* EXERCISE REQUIREMENTS: Look through the records below, and copy out every line that holds the string "balloon".

Referring expression pointing data
*** Begin section ***
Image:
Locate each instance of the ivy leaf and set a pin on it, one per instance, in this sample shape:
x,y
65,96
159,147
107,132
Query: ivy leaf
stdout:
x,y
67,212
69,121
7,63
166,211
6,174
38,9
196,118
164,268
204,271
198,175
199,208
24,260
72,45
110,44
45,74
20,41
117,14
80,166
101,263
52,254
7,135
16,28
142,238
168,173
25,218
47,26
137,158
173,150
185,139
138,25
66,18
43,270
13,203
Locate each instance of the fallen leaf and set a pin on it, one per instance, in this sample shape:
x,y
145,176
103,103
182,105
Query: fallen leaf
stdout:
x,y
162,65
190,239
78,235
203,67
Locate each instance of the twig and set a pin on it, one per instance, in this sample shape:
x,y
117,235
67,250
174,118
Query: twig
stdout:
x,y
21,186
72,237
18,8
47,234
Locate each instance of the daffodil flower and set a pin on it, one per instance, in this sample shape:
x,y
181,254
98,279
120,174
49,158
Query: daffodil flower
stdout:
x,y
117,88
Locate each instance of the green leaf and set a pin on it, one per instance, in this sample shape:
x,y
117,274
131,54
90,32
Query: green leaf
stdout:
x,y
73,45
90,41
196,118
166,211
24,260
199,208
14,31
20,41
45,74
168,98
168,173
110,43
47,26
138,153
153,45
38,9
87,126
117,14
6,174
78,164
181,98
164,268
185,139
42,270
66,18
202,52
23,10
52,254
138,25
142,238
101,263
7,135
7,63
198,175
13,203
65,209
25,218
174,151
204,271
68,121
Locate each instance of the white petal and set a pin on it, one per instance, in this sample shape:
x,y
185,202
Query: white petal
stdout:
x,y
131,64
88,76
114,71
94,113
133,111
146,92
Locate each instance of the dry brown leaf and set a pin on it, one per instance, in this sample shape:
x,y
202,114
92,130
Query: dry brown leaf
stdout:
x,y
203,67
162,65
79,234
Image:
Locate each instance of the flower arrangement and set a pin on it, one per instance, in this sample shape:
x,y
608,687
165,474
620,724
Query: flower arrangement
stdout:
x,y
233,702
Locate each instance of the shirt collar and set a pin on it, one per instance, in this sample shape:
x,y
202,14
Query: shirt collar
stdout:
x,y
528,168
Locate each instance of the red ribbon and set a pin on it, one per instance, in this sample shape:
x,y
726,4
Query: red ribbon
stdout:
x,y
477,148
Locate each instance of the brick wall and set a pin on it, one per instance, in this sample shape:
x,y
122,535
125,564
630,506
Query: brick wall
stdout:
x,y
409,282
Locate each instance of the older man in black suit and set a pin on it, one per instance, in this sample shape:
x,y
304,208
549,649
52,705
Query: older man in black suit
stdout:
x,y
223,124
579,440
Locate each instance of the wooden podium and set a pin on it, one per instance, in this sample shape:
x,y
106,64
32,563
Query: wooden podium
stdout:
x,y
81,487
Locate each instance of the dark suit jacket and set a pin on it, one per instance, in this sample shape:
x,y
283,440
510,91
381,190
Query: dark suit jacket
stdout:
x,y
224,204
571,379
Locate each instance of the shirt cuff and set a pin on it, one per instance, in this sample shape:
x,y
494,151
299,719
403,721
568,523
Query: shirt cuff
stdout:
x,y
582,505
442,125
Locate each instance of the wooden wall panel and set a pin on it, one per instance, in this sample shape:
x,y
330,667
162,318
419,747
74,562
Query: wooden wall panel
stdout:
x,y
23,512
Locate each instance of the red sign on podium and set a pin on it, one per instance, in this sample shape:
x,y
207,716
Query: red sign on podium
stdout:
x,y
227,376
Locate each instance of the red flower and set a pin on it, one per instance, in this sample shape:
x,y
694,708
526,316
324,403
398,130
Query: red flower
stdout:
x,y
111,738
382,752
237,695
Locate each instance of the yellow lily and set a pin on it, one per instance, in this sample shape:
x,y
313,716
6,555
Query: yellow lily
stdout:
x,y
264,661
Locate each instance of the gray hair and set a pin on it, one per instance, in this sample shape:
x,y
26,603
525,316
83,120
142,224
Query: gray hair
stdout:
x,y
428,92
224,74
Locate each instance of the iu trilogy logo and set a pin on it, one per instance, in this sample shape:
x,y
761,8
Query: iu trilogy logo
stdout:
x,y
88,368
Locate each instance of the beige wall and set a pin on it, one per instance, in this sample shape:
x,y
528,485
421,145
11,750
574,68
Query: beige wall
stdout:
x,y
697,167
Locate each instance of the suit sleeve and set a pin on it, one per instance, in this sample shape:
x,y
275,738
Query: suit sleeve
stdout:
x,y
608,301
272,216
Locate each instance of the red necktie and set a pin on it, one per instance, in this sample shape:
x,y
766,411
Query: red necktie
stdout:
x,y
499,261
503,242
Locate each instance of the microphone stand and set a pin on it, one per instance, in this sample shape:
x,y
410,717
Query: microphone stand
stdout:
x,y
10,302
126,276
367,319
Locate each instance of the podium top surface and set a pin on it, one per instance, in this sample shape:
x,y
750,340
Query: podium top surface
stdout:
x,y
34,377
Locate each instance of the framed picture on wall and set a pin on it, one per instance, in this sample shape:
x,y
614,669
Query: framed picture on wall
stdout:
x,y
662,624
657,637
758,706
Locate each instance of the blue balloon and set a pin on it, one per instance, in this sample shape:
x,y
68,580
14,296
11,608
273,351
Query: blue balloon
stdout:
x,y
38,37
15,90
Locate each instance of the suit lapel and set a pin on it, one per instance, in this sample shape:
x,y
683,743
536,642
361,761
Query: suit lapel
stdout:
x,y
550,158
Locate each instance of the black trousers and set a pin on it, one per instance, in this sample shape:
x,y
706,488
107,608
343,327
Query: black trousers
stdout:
*** End section ***
* TASK ANSWER:
Locate each instance of the blue balloon and set a pin on it, one per instance, in this sample shape:
Query: blue balloon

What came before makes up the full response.